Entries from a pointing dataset

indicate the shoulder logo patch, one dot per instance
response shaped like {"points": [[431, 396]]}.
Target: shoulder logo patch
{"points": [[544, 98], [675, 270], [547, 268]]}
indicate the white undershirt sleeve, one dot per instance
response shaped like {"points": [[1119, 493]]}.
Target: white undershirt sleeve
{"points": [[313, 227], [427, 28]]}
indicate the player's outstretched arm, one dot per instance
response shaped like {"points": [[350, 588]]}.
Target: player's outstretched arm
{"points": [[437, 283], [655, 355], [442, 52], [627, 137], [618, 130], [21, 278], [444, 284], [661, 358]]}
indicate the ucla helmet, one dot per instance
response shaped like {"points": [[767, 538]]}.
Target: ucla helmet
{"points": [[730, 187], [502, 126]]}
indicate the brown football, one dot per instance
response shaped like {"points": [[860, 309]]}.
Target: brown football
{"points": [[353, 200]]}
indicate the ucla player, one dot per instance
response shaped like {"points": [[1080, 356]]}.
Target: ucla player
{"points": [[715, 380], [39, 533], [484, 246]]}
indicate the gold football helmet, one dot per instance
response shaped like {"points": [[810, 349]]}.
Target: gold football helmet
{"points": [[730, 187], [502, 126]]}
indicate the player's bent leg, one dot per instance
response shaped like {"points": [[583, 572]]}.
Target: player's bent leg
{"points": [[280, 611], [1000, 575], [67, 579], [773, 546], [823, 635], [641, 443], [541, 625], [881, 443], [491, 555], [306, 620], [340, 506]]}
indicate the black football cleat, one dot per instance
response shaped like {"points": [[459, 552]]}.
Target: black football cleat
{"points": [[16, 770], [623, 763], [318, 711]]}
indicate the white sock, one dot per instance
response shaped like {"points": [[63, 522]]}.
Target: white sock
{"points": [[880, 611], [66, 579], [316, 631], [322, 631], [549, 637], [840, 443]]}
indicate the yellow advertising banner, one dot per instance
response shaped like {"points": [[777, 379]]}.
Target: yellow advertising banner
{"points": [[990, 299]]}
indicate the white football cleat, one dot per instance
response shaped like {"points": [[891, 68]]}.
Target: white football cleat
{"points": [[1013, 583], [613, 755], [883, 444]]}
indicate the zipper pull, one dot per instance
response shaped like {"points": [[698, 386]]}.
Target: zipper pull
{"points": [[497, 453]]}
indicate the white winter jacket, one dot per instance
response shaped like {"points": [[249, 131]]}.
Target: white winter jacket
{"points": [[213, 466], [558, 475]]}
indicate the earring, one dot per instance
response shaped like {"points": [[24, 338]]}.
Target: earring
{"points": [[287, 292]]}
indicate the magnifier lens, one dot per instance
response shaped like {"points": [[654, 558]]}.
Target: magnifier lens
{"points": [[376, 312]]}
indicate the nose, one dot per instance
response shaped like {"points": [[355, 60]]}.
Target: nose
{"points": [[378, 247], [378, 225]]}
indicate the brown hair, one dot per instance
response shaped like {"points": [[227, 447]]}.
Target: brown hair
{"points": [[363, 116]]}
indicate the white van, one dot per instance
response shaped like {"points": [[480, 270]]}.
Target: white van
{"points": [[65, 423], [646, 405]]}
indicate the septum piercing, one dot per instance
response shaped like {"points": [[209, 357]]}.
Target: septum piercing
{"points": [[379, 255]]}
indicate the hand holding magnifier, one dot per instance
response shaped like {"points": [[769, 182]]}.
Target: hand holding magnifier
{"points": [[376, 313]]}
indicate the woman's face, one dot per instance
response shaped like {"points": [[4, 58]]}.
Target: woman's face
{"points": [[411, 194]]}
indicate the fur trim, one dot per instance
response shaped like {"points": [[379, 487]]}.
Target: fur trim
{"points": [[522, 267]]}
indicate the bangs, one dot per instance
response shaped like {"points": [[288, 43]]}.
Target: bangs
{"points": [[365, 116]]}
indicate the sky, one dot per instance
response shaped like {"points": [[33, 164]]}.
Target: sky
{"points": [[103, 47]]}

#### Set task
Set down, word for word, only the lines running from the line with "indicate the nose, one dot per instance" to the last line of the listing above. Both of those lines belong in your answer.

#### Exercise output
indicate the nose, one dot per instance
response shaped like {"points": [[355, 60]]}.
Target: nose
{"points": [[378, 247], [378, 225]]}
indicate the brown hair, one dot per instance
response shaped like {"points": [[227, 447]]}.
Target: brown hair
{"points": [[363, 116]]}
indicate the white van, one dot per instance
response shaped like {"points": [[480, 270]]}.
Target: white van
{"points": [[65, 423], [646, 405]]}
indicate the septum piercing, one dot per instance
response shaped like {"points": [[209, 357]]}.
Target: septum piercing
{"points": [[379, 255]]}
indicate the hand holding magnifier, one dot per instance
response shaped like {"points": [[769, 182]]}.
Target: hand holding magnifier
{"points": [[376, 313]]}
indicate the woman's face, one dot per instance
response shaped like {"points": [[4, 58]]}.
Target: woman's face
{"points": [[411, 194]]}
indicate the fur trim, one dot per instance
response shaped like {"points": [[379, 487]]}.
Target: fur trim
{"points": [[522, 267]]}
indicate the bangs, one dot per instance
response shaped like {"points": [[288, 43]]}.
Target: bangs
{"points": [[365, 116]]}
indicate the sky, one dot per instance
response shaped like {"points": [[33, 164]]}.
Target: sky
{"points": [[103, 47]]}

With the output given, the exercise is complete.